● WHAT THE TASK REQUIRES:
Can you quote the lines below exactly, starting at the line with "Can you find the tall" and going through the last one?

● RAW DATA:
## start

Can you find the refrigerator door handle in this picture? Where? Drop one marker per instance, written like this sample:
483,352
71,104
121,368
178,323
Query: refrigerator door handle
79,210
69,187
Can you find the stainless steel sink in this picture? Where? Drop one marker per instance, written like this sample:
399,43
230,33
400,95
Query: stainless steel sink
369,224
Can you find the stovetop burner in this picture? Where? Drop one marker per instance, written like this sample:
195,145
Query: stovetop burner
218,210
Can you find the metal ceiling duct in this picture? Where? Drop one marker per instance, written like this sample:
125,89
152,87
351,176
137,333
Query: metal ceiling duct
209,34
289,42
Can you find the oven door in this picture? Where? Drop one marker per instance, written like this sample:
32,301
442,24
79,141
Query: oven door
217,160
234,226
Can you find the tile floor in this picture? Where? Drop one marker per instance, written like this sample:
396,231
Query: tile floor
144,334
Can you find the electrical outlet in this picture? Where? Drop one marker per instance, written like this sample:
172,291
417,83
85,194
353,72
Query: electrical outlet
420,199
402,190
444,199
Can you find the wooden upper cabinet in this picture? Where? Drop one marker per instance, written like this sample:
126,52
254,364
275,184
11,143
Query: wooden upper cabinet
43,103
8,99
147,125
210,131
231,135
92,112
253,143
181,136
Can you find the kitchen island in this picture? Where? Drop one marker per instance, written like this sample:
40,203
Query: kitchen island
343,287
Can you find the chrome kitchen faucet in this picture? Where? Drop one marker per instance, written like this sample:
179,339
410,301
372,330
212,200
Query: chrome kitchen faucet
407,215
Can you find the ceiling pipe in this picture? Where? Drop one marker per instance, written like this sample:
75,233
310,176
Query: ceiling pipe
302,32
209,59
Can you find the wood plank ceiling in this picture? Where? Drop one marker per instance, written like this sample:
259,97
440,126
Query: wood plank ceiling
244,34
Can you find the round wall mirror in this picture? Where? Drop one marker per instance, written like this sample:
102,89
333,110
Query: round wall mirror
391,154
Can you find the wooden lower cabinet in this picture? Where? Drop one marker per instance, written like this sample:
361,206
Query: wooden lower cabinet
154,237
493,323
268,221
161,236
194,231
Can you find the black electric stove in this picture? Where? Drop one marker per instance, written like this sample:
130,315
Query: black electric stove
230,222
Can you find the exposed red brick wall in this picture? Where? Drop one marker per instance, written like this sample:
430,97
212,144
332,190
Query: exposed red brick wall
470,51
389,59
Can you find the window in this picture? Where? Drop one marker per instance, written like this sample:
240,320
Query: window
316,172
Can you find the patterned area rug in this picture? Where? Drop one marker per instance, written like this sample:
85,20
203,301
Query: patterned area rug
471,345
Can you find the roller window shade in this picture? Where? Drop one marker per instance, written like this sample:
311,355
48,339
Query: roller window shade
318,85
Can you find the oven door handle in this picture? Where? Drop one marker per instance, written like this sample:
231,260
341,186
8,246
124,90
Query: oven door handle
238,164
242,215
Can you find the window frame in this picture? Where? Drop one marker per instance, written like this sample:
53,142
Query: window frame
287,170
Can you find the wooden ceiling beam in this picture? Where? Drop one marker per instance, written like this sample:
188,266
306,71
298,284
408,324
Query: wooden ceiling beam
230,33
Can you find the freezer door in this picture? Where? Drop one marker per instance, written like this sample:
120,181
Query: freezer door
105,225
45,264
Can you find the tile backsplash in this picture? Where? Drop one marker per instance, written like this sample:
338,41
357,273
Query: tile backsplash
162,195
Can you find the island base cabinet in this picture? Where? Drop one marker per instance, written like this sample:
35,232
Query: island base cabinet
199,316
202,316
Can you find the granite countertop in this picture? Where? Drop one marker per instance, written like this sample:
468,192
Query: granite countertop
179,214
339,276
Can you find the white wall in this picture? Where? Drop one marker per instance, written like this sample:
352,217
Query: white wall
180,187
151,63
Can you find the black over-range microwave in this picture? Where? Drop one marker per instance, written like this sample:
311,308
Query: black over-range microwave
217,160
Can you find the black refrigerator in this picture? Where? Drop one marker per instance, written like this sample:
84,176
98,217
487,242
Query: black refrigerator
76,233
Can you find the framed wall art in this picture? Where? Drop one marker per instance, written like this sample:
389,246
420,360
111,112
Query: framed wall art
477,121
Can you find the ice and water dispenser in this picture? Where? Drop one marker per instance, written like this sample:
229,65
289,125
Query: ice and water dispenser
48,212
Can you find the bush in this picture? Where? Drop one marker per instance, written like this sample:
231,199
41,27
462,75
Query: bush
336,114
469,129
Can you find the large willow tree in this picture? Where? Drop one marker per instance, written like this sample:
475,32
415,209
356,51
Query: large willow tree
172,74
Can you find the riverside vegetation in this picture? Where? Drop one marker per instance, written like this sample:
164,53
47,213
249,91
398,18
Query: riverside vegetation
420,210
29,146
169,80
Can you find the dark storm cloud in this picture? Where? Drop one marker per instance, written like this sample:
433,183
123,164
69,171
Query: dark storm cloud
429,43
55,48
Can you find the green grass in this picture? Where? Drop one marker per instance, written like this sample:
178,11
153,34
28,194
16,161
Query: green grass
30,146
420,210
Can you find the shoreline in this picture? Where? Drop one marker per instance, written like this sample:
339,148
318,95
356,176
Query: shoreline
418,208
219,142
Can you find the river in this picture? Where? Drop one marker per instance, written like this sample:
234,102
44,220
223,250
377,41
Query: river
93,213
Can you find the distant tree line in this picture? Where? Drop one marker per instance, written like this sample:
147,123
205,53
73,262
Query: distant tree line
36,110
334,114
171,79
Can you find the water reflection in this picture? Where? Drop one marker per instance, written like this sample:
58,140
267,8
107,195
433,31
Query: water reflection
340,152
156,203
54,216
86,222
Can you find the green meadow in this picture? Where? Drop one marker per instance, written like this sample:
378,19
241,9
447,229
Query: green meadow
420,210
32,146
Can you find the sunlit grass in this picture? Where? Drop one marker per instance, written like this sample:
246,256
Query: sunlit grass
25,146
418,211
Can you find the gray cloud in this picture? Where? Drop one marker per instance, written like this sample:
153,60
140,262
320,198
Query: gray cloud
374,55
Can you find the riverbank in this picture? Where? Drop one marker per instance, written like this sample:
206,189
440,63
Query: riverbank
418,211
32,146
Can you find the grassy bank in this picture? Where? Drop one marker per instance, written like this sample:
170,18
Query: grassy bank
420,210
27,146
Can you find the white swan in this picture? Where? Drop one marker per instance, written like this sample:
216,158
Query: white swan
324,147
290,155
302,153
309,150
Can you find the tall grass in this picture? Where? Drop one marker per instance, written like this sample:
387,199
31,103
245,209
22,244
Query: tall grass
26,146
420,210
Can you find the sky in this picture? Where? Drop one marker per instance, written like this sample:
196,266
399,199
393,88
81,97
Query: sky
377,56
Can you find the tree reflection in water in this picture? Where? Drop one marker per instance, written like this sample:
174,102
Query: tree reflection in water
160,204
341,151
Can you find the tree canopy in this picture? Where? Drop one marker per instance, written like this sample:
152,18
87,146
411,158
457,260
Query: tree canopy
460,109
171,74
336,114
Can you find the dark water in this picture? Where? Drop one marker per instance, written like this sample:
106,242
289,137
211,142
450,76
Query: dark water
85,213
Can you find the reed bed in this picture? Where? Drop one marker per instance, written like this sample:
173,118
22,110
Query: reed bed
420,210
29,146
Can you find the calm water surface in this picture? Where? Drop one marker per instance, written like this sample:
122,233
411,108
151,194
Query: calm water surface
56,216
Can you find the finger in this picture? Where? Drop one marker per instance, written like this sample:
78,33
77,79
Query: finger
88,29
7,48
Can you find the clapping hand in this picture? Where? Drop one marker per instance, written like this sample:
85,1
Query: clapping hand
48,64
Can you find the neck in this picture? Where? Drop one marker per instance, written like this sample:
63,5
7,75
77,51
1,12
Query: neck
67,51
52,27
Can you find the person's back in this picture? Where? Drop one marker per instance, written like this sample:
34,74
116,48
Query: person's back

## end

● CORRECT RESPONSE:
Can you find the tall grass in this picture? Where? Drop one marker per instance, written like this sample:
387,199
31,103
245,209
22,244
Query: tall grass
26,146
420,210
Can you find the sky in this picture? Where? Drop one marker per instance, written like this sample:
196,266
399,199
393,88
81,97
Query: sky
377,56
Can you find the tree reflection in water in this picture? Where? Drop one marker per instance, written like this sample:
174,102
Query: tree reflection in water
160,204
341,151
Can you find the tree canopy in this picture? Where? Drop one marker per instance, written like this sample:
152,18
87,146
411,158
457,260
Query: tree canopy
460,109
171,74
336,114
Can you find the dark water in this picture? Where? Drop one marker per instance, written like this sample:
106,242
289,137
211,142
450,76
Query: dark water
85,213
Can you find the reed bed in this picture? Where? Drop one marker per instance, written like this sample:
173,118
22,110
Query: reed bed
420,210
29,146
Can you find the calm water surface in this picture? Where? Drop one marker per instance, written like this sample:
122,233
411,108
151,194
Query: calm water surface
56,216
Can you find the finger in this picture? Where? Drop one marker per instance, written like this sample:
78,33
77,79
Query: finger
88,29
7,48
Can you find the clapping hand in this picture? Where? Drop one marker per instance, written like this sample:
85,1
Query: clapping hand
48,64
Can you find the neck in this picture? Where? Drop one marker per instance, written like this sample:
63,5
7,75
77,51
1,12
Query: neck
67,51
52,27
Can you find the person's back in this picture? Where? Drop one marker per instance, written like this sample:
34,74
116,48
Query: person's back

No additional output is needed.